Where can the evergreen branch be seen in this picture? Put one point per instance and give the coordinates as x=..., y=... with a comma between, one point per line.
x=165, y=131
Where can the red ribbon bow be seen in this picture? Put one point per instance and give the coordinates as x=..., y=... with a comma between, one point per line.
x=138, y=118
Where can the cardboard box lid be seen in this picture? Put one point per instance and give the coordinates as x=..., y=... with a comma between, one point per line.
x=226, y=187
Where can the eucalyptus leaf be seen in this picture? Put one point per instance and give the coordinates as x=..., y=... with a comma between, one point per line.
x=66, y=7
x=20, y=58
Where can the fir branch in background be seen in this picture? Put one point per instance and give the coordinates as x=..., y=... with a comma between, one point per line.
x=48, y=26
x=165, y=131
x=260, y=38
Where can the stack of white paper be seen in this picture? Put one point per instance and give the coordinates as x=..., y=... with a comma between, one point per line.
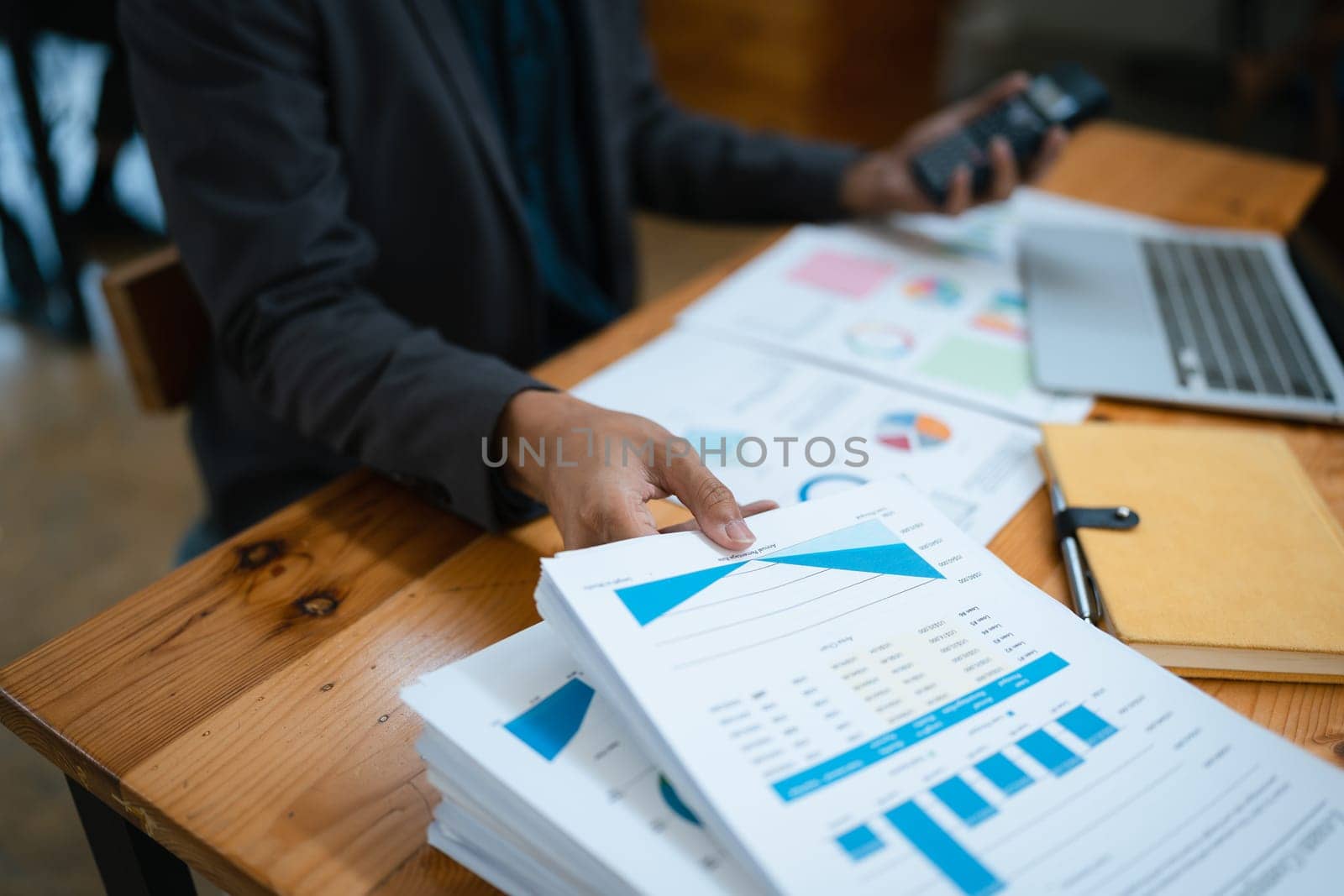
x=542, y=790
x=867, y=701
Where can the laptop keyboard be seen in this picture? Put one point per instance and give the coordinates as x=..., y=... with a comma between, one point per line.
x=1227, y=322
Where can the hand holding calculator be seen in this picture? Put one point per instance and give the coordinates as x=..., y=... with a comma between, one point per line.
x=1066, y=96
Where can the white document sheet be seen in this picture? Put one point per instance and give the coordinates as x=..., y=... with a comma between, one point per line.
x=869, y=703
x=524, y=715
x=941, y=316
x=976, y=468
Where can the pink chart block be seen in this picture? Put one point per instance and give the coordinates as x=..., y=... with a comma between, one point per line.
x=850, y=275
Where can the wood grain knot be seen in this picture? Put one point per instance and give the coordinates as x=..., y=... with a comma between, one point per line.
x=319, y=604
x=259, y=553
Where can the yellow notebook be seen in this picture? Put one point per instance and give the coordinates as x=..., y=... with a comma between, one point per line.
x=1236, y=566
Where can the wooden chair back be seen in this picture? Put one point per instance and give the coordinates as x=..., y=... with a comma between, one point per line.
x=161, y=327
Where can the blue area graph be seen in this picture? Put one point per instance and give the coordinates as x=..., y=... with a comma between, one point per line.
x=963, y=799
x=647, y=602
x=859, y=842
x=1052, y=754
x=674, y=801
x=866, y=547
x=1086, y=726
x=551, y=725
x=1005, y=774
x=942, y=849
x=907, y=735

▶ Brief:
Retype all of the data above word for word, excluding the pictures.

▶ Result for this task:
Where can the evergreen branch be seen in this picture? Put one point per instance and give the coordinates as x=..., y=... with a comma between, one point per line.
x=165, y=131
Where can the red ribbon bow be seen in this picture? Put one point per instance and give the coordinates as x=..., y=... with a comma between, one point per line.
x=138, y=118
Where can the cardboard box lid be seen in this picture? Put one point per instance and give the coordinates as x=..., y=... with a comma between, one point per line.
x=226, y=187
Where can the eucalyptus leaf be seen in this picture? Put one point per instance and give the coordinates as x=..., y=... with a comma between, one point per line.
x=66, y=7
x=20, y=58
Where can the fir branch in background be seen in this picture? Put one point per instance and give the coordinates as x=..., y=... with a comma between, one point per line.
x=48, y=26
x=165, y=131
x=260, y=38
Where can the stack of white paper be seen in this picture? Put one point per instance and give the coordinates as x=..., y=... with a comma between, one point per line.
x=542, y=790
x=867, y=701
Where can the laptop keyboard be seen in this picture? Put one point per instance and give the coordinates as x=..., y=... with a comma between, one point per line.
x=1227, y=322
Where can the hand holding calculator be seen in this picture? Put one point per instance and give the coordinates as x=..., y=... with a comma between, one point per line.
x=1066, y=96
Where can the white document sheet be seen in this picture? Put one point per instance and give the coordinates as x=..., y=... with a comma between, one point per line.
x=869, y=703
x=524, y=715
x=941, y=316
x=976, y=468
Where can the pink chart block be seen in this picture? Put one point per instance and give the coordinates as x=..., y=... with a comma between, one point per line.
x=850, y=275
Where can the wood grain knot be seen in this picture? Put one point per instance and give the coordinates as x=..., y=... with a comma between, one point per line.
x=319, y=604
x=259, y=553
Where can the yellow notebook be seen in this picture? Put one point per instance and give the coordinates as x=..., y=... with a comma between, one point per line.
x=1236, y=566
Where can the wooden chair back be seen in this picture? Put one point per instance and give the coordinates as x=..., y=... with a comma between, one point per line.
x=161, y=327
Where can the blue area graph be seen in this picture? Put one point per instance and give the coordinates as x=..., y=... with a comma between, one point per line.
x=963, y=799
x=647, y=602
x=859, y=842
x=1052, y=754
x=674, y=801
x=866, y=547
x=1086, y=726
x=551, y=725
x=1005, y=774
x=942, y=849
x=907, y=735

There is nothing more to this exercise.